- [Data shown]
■ ■ ■ ■ ■
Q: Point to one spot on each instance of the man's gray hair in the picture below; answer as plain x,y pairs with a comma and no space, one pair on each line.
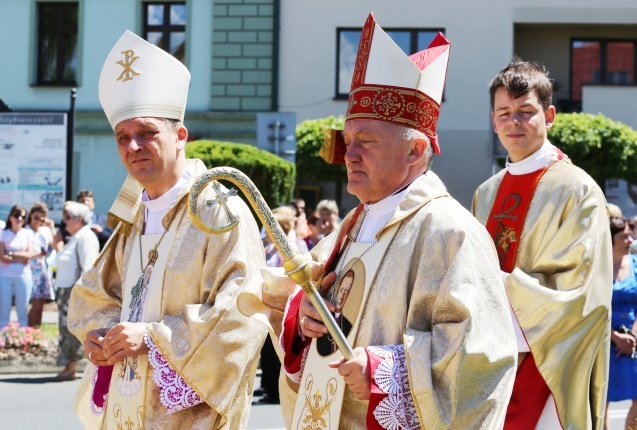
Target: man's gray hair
411,134
78,210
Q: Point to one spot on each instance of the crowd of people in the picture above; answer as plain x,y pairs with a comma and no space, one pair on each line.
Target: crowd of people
495,318
40,263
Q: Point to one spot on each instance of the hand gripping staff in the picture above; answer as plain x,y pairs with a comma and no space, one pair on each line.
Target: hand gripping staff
295,264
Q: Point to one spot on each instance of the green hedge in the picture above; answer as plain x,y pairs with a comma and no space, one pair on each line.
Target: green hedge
273,176
309,138
602,147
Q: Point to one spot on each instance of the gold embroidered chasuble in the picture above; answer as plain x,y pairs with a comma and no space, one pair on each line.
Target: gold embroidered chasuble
439,292
560,288
200,332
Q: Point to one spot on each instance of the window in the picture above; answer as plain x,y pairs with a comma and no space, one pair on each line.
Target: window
57,43
165,26
606,62
410,41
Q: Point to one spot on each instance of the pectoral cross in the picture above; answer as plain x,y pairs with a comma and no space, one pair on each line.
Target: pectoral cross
221,199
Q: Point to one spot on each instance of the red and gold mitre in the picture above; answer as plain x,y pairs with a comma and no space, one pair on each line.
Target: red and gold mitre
390,86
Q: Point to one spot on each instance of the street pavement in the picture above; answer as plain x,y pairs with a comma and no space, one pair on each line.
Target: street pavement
35,402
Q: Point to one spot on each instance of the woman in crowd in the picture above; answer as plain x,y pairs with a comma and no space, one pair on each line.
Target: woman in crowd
622,381
44,230
16,249
77,256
■ ■ ■ ■ ■
- [Exercise requirements] Rescale the point coordinates in the answers to all the lines above: multiply each x and y value by 1.2 and round to the nearest whole number, with halves rounding up. Give every line again, including its wording, and leave out the pictures.

- [Output of the task]
Q: Point to one spot on each instance of the man's gray hair in the picture below; answer as plain x,y pairs with a comma and no space, one pair on each line.
Target: man's gray hair
493,161
94,252
Q: Point to one spot on each instance of the crowd of people in the picture above; answer as plain x,y pairs with a comma and no space, one pair on each line.
Target: crowd of people
594,382
48,316
Q: Point to one spot on each instance of the hand gripping staff in the picture above; answer as plain x,y pairs with a comma and no space, one pair on each line.
Target: hand gripping staff
354,317
Q: Point to one spot on each instance of the green hedge in the picture above; answer as plain x,y pairs with a comma and no space, one pair on each line.
Target: green hedge
328,211
371,166
722,176
Q: Point to one spot on each instance of the gold embroidered chasuble in the picture above; answer as plain x,y pairs with a comma and no space, one pair on each line.
Target: gold embroidered chasuble
527,350
672,346
240,398
Q: Point to one spot on each instance of the window in the picture above; answer as plain x,y pairs with a comma and no space, one pair on each line.
Target: window
68,52
198,31
727,74
492,49
Q: Point to one spot on each instance of the pectoral cross in the picture above; answer as plain x,y pairs with a comma and no space, one pair on each line.
Target: pectoral cross
265,239
Q: Point to one spot on each instance of the red and gold mitre in the picture above; answer as plain x,y pairs with a comma and no space, one pair on each line.
Target: red and gold mitre
468,103
Q: Point to one spot on each instance of the street pavement in the picture above; answer as plain x,y pairs with a comma and no space, one pair on each line.
Target: street pavement
42,482
Q: Point to one spot on each instance of the woman in crowd in the picture above; answer as plain x,y pairs with a comma and no space, one pair on each line.
Target: woman in crowd
746,457
53,276
19,299
92,307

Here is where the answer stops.